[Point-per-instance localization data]
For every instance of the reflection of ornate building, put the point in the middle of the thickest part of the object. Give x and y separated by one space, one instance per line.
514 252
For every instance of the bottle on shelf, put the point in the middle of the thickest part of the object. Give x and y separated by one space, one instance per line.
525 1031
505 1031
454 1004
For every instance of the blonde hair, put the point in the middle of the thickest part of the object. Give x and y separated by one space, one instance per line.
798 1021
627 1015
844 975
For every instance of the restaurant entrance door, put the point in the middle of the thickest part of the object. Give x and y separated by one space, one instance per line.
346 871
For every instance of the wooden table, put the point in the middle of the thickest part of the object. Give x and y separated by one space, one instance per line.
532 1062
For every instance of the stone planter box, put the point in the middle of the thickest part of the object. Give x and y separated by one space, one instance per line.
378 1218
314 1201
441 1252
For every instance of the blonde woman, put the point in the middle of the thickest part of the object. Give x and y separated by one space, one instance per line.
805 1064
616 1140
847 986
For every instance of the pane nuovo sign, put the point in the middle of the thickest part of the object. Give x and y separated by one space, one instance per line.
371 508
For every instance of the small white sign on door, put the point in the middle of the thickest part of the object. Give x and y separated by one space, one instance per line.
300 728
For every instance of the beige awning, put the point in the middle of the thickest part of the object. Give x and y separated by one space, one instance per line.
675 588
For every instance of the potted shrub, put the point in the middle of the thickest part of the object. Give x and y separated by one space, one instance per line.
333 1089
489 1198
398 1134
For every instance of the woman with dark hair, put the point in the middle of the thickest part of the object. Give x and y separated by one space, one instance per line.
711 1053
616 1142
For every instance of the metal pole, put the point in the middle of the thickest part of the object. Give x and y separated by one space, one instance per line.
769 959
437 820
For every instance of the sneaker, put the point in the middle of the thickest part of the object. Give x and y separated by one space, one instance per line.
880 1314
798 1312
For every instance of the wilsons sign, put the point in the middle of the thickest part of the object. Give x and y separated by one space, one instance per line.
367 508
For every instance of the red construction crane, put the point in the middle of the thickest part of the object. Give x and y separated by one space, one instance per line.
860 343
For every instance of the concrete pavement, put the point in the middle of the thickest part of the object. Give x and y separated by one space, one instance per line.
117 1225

_What the exercise asks:_
All of the entries must be written out exactly as they stand.

_Final answer:_
For every instance of the reflection of ornate building, put the point in the middle of the thickest part of the object. Give x and y separated by one space, one instance per line.
514 252
For every instance of the bottle on shelf, put the point in the middle of the thickest part of the object. Give x and y separated by one space, one instance per line.
525 1031
505 1031
454 1004
For every instance of the blonde hair, put the point in the middle of the thickest part of the object. Give x and y separated by one space, one instance per line.
798 1021
627 1015
844 975
For every instance of the restaurant entrance door, put the point in the middle of the thickest part of the object. Give x and y separated by one space, one instance per line.
346 871
For every instance of the wooden table, put the point in the middle of the thickest part of the object. Give x and y separated by one space, one instance per line.
532 1062
For every instance of the stone planter box, put the point in the middle of the thickest part of the object. Give x and y separated by one space, one instance per line.
378 1218
314 1201
441 1252
For every instance of the blonde woman, put the point in the middle of the thickest part of the object. Give x and y separated by one space, one instance per line.
805 1064
616 1140
847 986
For every instance of the pane nuovo sign, put the point in the middle of the thickest part of the object. Give x and y separated by one space, one instance per line.
371 508
For every instance of the small white sign on door, put the point in the middle of the thickest part of the object. Give x and y separated by one space, one instance per line.
300 728
For every instance of the beige awning, put the point in the middle of the thickest part of the object. Give x and y separated by one space, one instance per line.
675 588
For every instance of the potted shrub, put the point in the middle of the thickest part of the object. Give x and y separated by one space, one instance per line.
333 1089
489 1198
398 1134
For every instance of the woman with dark hair, put the point in the middle of the thickest part of the object. Give x and y separated by one space, one instance per line.
711 1053
616 1142
For every instance of the metal pole, put the point in the middle of the thickest part of the object. Give x and y separated by one space, one instance per line.
769 959
437 820
For every instance of the sneaker, put the point in the middle of the thickest part of the object. Give x and y separated by one space, one instance per line.
880 1314
798 1312
For every instance of the wilsons sign, put the point in the middle of the thickest part of the object. Give x and y separated by one space, one instance per line.
367 508
For every instance of the red construction crane, put the point in the middle of the thickest part of the object. Give x and y separated by one space, one instance per line.
860 343
For every instance of the concrete pavement, put the point in the middle of the thickest part of the object. Give x and y separated by one space, one instance per line.
117 1225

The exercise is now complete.